• What is required
Leaving nothing out, print each line of the material exactly.

*** Data provided Section Begins ***

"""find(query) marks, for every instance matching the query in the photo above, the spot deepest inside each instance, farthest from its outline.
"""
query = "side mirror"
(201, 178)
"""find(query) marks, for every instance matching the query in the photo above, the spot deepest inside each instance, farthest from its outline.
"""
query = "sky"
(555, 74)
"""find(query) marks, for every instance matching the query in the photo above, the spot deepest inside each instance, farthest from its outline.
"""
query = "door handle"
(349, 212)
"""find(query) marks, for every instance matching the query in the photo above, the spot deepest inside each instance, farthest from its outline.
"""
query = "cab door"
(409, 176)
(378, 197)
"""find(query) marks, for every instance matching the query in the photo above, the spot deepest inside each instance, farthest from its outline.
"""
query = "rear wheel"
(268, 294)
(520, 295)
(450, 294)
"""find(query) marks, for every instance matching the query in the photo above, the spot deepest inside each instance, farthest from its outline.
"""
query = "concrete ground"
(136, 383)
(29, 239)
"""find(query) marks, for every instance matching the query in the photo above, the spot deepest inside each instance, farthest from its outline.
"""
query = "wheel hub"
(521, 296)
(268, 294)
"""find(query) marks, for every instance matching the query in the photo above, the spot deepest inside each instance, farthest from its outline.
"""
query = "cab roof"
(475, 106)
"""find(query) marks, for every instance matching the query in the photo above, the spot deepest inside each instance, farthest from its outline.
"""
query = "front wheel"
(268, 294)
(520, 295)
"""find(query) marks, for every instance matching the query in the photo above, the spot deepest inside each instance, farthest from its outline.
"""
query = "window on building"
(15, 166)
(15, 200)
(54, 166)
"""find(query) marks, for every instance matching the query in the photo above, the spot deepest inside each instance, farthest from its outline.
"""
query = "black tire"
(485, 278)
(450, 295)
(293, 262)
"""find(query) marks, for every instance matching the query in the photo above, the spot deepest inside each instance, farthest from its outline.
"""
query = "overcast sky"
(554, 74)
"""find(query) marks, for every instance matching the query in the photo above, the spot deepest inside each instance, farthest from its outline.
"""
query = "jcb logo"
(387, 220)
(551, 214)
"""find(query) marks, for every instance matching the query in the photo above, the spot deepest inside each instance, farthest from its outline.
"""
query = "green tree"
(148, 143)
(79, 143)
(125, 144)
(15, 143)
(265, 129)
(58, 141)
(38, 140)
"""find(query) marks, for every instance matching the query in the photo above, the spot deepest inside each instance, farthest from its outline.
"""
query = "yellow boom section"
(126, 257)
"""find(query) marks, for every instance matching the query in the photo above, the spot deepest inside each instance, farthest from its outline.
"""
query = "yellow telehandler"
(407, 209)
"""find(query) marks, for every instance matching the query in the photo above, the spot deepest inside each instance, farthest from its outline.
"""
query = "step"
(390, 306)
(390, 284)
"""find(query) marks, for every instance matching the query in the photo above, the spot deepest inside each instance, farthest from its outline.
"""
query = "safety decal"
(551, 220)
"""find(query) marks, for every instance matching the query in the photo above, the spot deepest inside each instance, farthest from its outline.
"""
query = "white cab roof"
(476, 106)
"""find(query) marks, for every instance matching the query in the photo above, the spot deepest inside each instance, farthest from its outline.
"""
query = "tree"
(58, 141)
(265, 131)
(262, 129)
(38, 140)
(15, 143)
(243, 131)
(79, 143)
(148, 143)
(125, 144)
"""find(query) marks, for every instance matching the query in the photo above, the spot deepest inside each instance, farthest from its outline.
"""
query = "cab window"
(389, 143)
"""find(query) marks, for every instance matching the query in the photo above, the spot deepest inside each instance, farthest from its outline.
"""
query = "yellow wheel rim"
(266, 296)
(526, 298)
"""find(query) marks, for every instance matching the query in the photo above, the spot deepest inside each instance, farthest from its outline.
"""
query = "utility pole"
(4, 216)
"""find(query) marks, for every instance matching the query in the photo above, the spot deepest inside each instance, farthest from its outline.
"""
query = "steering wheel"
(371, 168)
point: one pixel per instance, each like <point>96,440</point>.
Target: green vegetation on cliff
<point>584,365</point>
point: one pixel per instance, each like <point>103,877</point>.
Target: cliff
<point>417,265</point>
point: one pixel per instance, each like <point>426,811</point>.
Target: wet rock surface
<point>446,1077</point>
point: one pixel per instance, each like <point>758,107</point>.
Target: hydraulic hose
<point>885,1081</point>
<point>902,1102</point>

*** Data provided Section Ends ***

• Task result
"""find(query) marks, for every instance matching the query in the photo above, the spot deepest inside each instance, farthest from its outline.
"""
query = "side mirror"
(201, 178)
"""find(query) marks, for every instance matching the query in the photo above, the spot deepest inside each instance, farthest from its outline.
"""
query = "sky"
(555, 74)
"""find(query) marks, for every instance matching the query in the photo above, the spot deepest inside each instance, farthest from its outline.
"""
query = "door handle"
(349, 212)
"""find(query) marks, for every instance matching the query in the photo above, the spot deepest inside each instance, farthest from its outline.
"""
query = "cab door"
(409, 176)
(378, 197)
"""find(query) marks, for every instance matching the query in the photo above, the spot deepest inside each instance, farthest from its outline.
"""
query = "rear wheel"
(268, 294)
(520, 295)
(450, 294)
"""find(query) marks, for every instance matching the query in the photo above, the spot deepest inside each instance, farthest from its outline.
"""
query = "concrete ground"
(136, 383)
(29, 239)
"""find(query) marks, for every instance matching the query in the photo above, the spot deepest inside each instance, farthest from its outline.
"""
query = "wheel hub"
(521, 296)
(268, 294)
"""find(query) marks, for every instance matching the query in the photo above, the spot deepest inside each instance, farthest from its outline.
"""
query = "cab roof"
(475, 106)
"""find(query) marks, for every instance matching the query in the photo above, the spot deepest inside each instance, farthest from its outline.
"""
query = "front wheel"
(268, 294)
(520, 295)
"""find(query) marks, for every instance matching the query in the photo above, the spot deepest inside each instance, farthest from its outline.
"""
query = "window on building"
(15, 166)
(15, 200)
(54, 166)
"""find(query) marks, for every instance matching the query in the photo above, the spot deepest inside each instance, farthest from its outline.
"""
query = "black tire"
(485, 278)
(450, 295)
(293, 262)
"""find(query) marks, for every instance matching the query in the photo above, the spot deepest inside each instance, farthest from its outline.
"""
query = "overcast sky"
(554, 74)
"""find(query) marks, for every instance matching the query in the photo above, the spot deepest inside each instance, farthest from its outline.
"""
query = "jcb logo"
(387, 220)
(551, 214)
"""find(query) marks, for every instance matching the query in the photo above, the spot deepest inside each instance, farthest from its outline.
"""
query = "green tree"
(148, 143)
(79, 143)
(125, 144)
(15, 143)
(265, 129)
(58, 141)
(38, 140)
"""find(query) marks, for every instance matching the query in the photo above, the spot deepest inside each instance, farthest from its outline.
"""
query = "yellow boom section"
(126, 257)
"""find(query) marks, for every instance matching the query in the photo above, the spot deepest inside each instance, farthest from its outline.
"""
query = "yellow telehandler"
(407, 209)
"""find(query) marks, for every instance matching the query in the photo above, the spot deepest inside each instance, farthest from its outline.
"""
query = "step"
(390, 306)
(390, 284)
"""find(query) marks, for every instance matching the query in the photo above, the spot deepest inside each instance, farthest from its outline.
"""
query = "safety decal"
(551, 220)
"""find(query) marks, for every instance matching the query in the photo above, the spot deepest inside each instance, farthest from its outline.
"""
query = "white cab roof"
(476, 106)
"""find(query) marks, for every instance matching the query in the photo above, the spot deepest inside each instance, farthest from its outline.
"""
query = "tree"
(58, 141)
(265, 131)
(262, 129)
(38, 140)
(15, 143)
(243, 131)
(79, 143)
(148, 143)
(125, 144)
"""find(query) marks, for every instance matching the query in the photo above, the spot deepest inside each instance, farthest from its outline.
"""
query = "cab window"
(389, 143)
"""find(query) marks, for every instance matching the query in the photo above, the spot deepest inside each instance, farthest from its outline.
"""
query = "yellow wheel rim"
(266, 296)
(526, 298)
"""find(query) marks, for every instance matching the query in the photo above, the spot deepest inside each instance, farthest from its outline.
"""
query = "utility pole"
(4, 216)
"""find(query) marks, for every instance matching the query in the photo above, the spot deepest inside each instance, farthest from its outline.
"""
query = "steering wheel"
(371, 168)
point: one pixel per instance, each like <point>96,440</point>.
Target: green vegetation on cliff
<point>584,365</point>
point: one pixel per instance, each like <point>103,877</point>.
Target: cliff
<point>417,265</point>
point: one pixel per instance, each like <point>426,811</point>.
Target: wet rock surface
<point>446,1077</point>
point: one pixel per instance, each like <point>758,107</point>.
Target: hydraulic hose
<point>885,1081</point>
<point>902,1102</point>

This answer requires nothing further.